_TASK PROMPT_: Rewrite the lines below as a JSON list of strings, one string per line, leaving out blank lines.

_MATERIAL_:
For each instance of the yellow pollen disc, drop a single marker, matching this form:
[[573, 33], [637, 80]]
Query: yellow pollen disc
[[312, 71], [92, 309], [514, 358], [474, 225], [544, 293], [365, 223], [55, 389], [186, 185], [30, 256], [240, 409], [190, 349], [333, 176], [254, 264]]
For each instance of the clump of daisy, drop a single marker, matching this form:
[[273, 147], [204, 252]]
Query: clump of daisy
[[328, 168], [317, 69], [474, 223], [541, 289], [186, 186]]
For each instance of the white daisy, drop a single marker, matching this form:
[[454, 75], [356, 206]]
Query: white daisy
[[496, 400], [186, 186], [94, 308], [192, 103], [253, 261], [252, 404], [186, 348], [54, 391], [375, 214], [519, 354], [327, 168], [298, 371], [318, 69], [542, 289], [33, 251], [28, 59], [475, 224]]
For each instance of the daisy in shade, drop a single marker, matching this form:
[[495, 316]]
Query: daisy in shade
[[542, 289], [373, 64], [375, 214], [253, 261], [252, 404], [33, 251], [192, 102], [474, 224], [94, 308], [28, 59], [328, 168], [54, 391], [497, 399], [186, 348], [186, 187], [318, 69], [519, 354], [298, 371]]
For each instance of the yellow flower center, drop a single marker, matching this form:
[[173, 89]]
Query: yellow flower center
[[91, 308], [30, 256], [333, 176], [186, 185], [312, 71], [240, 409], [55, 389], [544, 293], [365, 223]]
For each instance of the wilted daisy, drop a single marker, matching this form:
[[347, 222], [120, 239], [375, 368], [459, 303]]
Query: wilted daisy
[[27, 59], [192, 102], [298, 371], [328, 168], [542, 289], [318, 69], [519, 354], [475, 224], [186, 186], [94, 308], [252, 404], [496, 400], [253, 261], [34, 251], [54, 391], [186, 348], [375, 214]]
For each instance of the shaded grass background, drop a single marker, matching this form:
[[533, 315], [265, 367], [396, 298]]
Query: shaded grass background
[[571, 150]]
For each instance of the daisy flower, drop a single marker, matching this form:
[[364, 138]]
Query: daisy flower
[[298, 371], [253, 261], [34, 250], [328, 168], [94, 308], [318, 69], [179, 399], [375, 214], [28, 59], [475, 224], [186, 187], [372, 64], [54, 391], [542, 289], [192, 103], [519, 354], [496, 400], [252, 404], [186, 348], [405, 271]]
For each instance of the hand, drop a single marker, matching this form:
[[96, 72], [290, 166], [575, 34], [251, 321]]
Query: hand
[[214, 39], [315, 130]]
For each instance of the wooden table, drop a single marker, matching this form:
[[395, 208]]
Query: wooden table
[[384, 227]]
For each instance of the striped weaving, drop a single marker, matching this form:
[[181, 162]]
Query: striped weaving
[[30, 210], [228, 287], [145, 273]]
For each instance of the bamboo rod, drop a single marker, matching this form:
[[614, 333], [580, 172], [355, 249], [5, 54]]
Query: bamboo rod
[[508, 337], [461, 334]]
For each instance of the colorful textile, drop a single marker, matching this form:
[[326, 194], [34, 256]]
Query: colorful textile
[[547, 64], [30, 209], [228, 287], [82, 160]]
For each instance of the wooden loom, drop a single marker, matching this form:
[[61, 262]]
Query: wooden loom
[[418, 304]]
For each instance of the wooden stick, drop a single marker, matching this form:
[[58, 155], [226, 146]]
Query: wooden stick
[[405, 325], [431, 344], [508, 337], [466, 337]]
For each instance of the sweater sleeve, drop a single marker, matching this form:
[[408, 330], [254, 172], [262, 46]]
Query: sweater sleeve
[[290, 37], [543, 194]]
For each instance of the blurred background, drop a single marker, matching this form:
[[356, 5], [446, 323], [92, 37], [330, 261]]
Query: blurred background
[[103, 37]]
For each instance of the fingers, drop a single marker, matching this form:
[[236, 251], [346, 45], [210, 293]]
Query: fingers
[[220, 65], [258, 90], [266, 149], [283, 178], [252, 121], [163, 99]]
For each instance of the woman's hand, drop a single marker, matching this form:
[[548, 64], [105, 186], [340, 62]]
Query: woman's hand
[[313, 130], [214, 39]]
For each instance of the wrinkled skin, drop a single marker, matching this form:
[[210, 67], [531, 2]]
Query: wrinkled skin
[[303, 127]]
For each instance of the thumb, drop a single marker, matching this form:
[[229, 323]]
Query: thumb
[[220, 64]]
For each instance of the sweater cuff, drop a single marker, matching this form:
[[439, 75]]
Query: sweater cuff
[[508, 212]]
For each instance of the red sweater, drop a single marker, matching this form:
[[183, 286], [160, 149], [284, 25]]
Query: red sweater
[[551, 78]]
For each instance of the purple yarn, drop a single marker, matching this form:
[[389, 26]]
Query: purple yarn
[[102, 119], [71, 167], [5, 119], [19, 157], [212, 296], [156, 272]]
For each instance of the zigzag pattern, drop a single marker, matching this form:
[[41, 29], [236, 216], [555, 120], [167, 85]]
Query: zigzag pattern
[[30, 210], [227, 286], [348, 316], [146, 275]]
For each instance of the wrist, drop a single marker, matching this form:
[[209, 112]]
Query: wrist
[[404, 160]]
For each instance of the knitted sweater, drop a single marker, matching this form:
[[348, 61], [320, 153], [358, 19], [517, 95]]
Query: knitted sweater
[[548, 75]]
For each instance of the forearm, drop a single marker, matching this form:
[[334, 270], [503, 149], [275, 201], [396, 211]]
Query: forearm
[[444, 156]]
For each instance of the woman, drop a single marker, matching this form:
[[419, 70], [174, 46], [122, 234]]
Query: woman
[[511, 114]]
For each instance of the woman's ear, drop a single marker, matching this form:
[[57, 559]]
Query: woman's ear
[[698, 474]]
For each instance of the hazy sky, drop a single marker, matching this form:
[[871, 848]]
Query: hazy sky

_EXERCISE ANSWER_:
[
  "For each instance of the yellow pollen disc, drop a single marker, matching this form:",
  "[[573, 33], [637, 80]]",
  "Query: yellow pollen disc",
  "[[312, 71], [92, 309], [514, 358], [474, 225], [544, 293], [365, 223], [55, 389], [186, 185], [30, 256], [240, 409], [190, 349], [333, 176], [254, 264]]",
  "For each instance of the clump of daisy, drop a single marker, matching this form:",
  "[[273, 147], [204, 252]]",
  "Query: clump of daisy",
  "[[328, 168], [317, 69], [474, 223], [541, 289], [186, 186]]",
  "For each instance of the white daisy, drop a single marker, matching this form:",
  "[[454, 75], [356, 206]]",
  "Query: white daisy",
  "[[496, 400], [186, 186], [94, 308], [192, 103], [253, 261], [252, 404], [186, 348], [54, 391], [375, 214], [519, 354], [327, 168], [298, 371], [318, 69], [542, 289], [33, 251], [28, 59], [475, 224]]",
  "For each instance of the daisy in shade, drop a single marker, matching this form:",
  "[[495, 316]]",
  "Query: daisy in shade",
  "[[542, 289], [373, 64], [375, 214], [253, 261], [252, 404], [33, 251], [192, 102], [474, 224], [94, 308], [28, 59], [328, 168], [54, 391], [497, 399], [186, 348], [186, 187], [318, 69], [519, 354], [298, 371]]",
  "For each instance of the yellow flower center, drop a single marker, matching this form:",
  "[[173, 89]]",
  "Query: yellow flower center",
  "[[91, 308], [30, 256], [333, 176], [186, 185], [312, 71], [240, 409], [55, 389], [544, 293], [365, 223]]",
  "For each instance of the wilted daisy, drop a single marker, matching this form:",
  "[[347, 222], [120, 239], [375, 368], [459, 303]]",
  "Query: wilted daisy",
  "[[27, 59], [192, 102], [298, 371], [328, 168], [542, 289], [318, 69], [519, 354], [475, 224], [186, 186], [94, 308], [252, 404], [496, 400], [253, 261], [34, 251], [54, 391], [186, 348], [375, 214]]",
  "For each instance of the shaded grass background, drop a single marker, matching this form:",
  "[[533, 315], [265, 367], [396, 298]]",
  "Query: shaded grass background",
  "[[571, 150]]",
  "For each instance of the daisy flower, drop a single marker, matching this form:",
  "[[364, 138]]",
  "Query: daisy flower",
  "[[298, 371], [253, 261], [34, 250], [328, 168], [94, 308], [318, 69], [179, 399], [375, 214], [28, 59], [475, 224], [186, 187], [372, 64], [54, 391], [542, 289], [192, 103], [519, 354], [496, 400], [252, 404], [186, 348], [405, 271]]",
  "For each instance of the hand, drop a single marker, matching this form:",
  "[[96, 72], [290, 166], [575, 34], [251, 321]]",
  "Query: hand",
  "[[214, 39], [315, 130]]",
  "For each instance of the wooden table, drop a single marker, matching this form:",
  "[[395, 208]]",
  "Query: wooden table",
  "[[384, 227]]",
  "For each instance of the striped weaving, drop a single marker, matching this form:",
  "[[181, 162]]",
  "Query: striped weaving",
  "[[30, 210], [228, 287], [145, 273]]",
  "For each instance of the bamboo rod, drop a single marker, matching this form:",
  "[[614, 333], [580, 172], [355, 249], [5, 54]]",
  "Query: bamboo rod",
  "[[508, 337], [461, 334]]",
  "For each instance of the colorful textile, drop a single marker, matching this form:",
  "[[326, 194], [34, 256]]",
  "Query: colorful textile",
  "[[547, 64], [30, 209], [228, 287], [82, 160]]",
  "For each instance of the wooden loom, drop a single marker, matching this form:",
  "[[61, 262]]",
  "Query: wooden loom",
  "[[418, 304]]",
  "For each instance of the wooden stick, drop a single marker, matching this form:",
  "[[58, 155], [226, 146]]",
  "Query: wooden stick",
  "[[405, 325], [431, 344], [508, 337], [466, 337]]",
  "For each instance of the sweater sleeve, drop a single marker, matching this form:",
  "[[408, 330], [254, 172], [262, 46]]",
  "Query: sweater sleeve",
  "[[290, 37], [543, 194]]",
  "For each instance of the blurred background, drop a single marker, matching this form:",
  "[[356, 5], [446, 323], [92, 37], [330, 261]]",
  "Query: blurred background",
  "[[103, 37]]",
  "For each instance of the fingers, drop a single marker, matching this form:",
  "[[236, 251], [346, 45], [210, 293]]",
  "Query: fingers",
  "[[220, 65], [258, 90], [266, 149], [283, 178], [252, 121], [163, 99]]",
  "For each instance of the woman's hand, drop a single marker, matching this form:",
  "[[548, 64], [105, 186], [340, 62]]",
  "Query: woman's hand",
  "[[313, 130], [214, 39]]",
  "For each instance of the wrinkled skin, drop a single marker, matching this form:",
  "[[210, 67], [531, 2]]",
  "Query: wrinkled skin",
  "[[303, 127]]",
  "For each instance of the thumb, drop a single marker, matching this form:",
  "[[229, 323]]",
  "Query: thumb",
  "[[220, 64]]",
  "For each instance of the sweater cuff, drop a single marker, matching this form:",
  "[[439, 75]]",
  "Query: sweater cuff",
  "[[508, 212]]",
  "For each instance of the red sweater, drop a single marker, matching this form:",
  "[[183, 286], [160, 149], [284, 25]]",
  "Query: red sweater",
  "[[551, 78]]",
  "For each instance of the purple yarn, drop a single marker, matching this form:",
  "[[389, 26]]",
  "Query: purple yarn",
  "[[102, 119], [71, 167], [5, 119], [19, 157], [212, 296], [156, 272]]",
  "For each instance of the zigzag pattern, drop a single marker, matching this form:",
  "[[41, 29], [236, 216], [555, 120], [167, 85]]",
  "Query: zigzag pattern",
  "[[30, 210], [227, 286], [348, 316], [146, 275]]",
  "For each instance of the wrist, drop a single marker, matching this form:",
  "[[209, 112]]",
  "Query: wrist",
  "[[404, 160]]",
  "For each instance of the knitted sweater, drop a single marker, matching this form:",
  "[[348, 61], [320, 153], [358, 19], [517, 95]]",
  "Query: knitted sweater",
  "[[548, 75]]",
  "For each instance of the forearm, drop a single marker, matching this form:",
  "[[334, 270], [503, 149], [275, 201], [396, 211]]",
  "Query: forearm",
  "[[444, 156]]",
  "For each instance of the woman, drop a single marker, matching this form:",
  "[[419, 70], [174, 46], [122, 234]]",
  "Query: woman",
  "[[511, 114]]",
  "For each instance of the woman's ear, drop a single marker, matching this form:",
  "[[57, 559]]",
  "Query: woman's ear",
  "[[698, 474]]",
  "For each instance of the hazy sky, drop a single marker, matching this form:",
  "[[871, 848]]",
  "Query: hazy sky"
]